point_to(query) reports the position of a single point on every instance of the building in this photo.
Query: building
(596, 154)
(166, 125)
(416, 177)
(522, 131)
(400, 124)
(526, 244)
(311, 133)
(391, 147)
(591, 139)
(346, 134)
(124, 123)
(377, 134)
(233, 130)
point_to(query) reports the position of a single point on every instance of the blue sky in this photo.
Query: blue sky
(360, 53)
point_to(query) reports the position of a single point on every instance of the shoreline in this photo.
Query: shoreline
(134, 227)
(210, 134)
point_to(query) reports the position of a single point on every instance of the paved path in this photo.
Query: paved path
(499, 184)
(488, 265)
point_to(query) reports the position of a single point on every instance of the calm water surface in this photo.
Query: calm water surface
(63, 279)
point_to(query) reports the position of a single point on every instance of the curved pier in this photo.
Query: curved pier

• • • • •

**ASSIGNMENT**
For the word "curved", tally the lines of the entries in which it appears and give the total alone.

**ANSWER TO THE EXERCISE**
2